Try it:
Retype each entry below, keeping every character the same.

Working data Start Marker

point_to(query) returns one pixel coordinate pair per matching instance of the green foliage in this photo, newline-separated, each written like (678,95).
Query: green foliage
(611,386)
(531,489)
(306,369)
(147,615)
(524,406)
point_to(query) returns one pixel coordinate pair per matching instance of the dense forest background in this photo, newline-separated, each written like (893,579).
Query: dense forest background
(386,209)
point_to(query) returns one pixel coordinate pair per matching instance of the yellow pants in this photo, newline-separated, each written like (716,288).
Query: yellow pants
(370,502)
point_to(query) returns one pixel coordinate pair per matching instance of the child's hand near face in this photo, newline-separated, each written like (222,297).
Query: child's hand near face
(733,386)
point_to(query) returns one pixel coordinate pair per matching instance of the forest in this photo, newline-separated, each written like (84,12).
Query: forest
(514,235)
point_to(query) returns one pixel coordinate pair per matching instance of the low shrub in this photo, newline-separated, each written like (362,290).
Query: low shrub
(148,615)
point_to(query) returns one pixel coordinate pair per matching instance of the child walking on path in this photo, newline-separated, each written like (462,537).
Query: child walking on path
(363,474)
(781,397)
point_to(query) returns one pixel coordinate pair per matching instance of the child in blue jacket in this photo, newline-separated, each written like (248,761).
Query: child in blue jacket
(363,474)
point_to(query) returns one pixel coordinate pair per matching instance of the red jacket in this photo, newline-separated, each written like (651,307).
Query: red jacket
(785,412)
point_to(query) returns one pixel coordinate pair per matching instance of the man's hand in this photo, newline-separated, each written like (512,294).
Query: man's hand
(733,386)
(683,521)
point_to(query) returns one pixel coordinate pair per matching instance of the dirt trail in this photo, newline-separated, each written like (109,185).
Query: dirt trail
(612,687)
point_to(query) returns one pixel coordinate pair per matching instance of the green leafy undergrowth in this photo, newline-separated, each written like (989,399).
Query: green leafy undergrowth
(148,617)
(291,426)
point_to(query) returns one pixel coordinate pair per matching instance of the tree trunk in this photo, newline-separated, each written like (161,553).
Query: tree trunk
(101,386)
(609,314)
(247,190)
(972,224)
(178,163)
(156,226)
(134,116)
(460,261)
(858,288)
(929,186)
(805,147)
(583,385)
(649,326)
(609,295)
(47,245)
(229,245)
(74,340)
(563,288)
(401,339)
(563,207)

Working data End Marker

Response area:
point_to(query) returns one pixel coordinate pair per matching instance of the green foliage in this photo, newline-separated, each written like (678,95).
Query: green foliage
(611,386)
(531,489)
(306,369)
(147,615)
(524,406)
point_to(query) returns one pixel coordinate pair per matching instance of the dense forest background in this photo, newline-separated, each written like (893,579).
Query: dense forest background
(386,209)
point_to(query) returns one pixel coordinate pair per matching instance of the yellow pants in this photo, newline-separated, each written like (716,288).
Query: yellow pants
(370,502)
point_to(query) returns one pixel coordinate pair per matching instance of the child's hand near face in this photo, newline-separated, each written like (222,297).
Query: child's hand near face
(733,386)
point_to(query) returns one pixel coordinate pair per matching instance of the forest in this photo, newline-separated, each written like (84,12).
Query: forest
(514,235)
point_to(query) returns one pixel coordinate pair per matching instance of the low shrub in this photo, newline-separated, each written like (362,290).
Query: low shrub
(148,615)
point_to(query) returns one pixel coordinate pair per matching instance of the child walking on path in this photo, newline-separated, each written like (462,537).
Query: child walking on path
(363,474)
(781,397)
point_to(query) returns one pixel coordinate pair per matching instance of the child in blue jacket in this photo, newline-separated, each written like (248,761).
Query: child in blue jacket
(363,474)
point_to(query) returns one pixel coordinate pair per matching instance of the red jacket in this photo, newline-separated, each written like (651,307).
Query: red jacket
(785,412)
point_to(query) returns one pixel coordinate pair per matching instance of the man's hand in this photo, newline-separated, each written like (512,294).
Query: man's hand
(733,386)
(683,521)
point_to(query) returns one pixel coordinate pair per matching instance of the dirt trail in this photo, newline-separated, each written like (109,185).
Query: dirt trail
(612,687)
point_to(query) returns one pixel coordinate pair per matching instance of the green leafy undergrowth in this photo, newline-separated, each written like (989,399).
Query: green leafy undergrowth
(148,617)
(291,426)
point_to(query) returns one pixel coordinate pair per matching instance of the tree trunk in this photo, newline-separated, each written like (161,553).
Query: tree trunk
(101,386)
(609,314)
(247,190)
(972,224)
(178,163)
(156,226)
(134,116)
(460,261)
(858,288)
(929,186)
(805,147)
(583,385)
(649,326)
(609,295)
(47,245)
(229,245)
(74,340)
(563,288)
(401,339)
(563,207)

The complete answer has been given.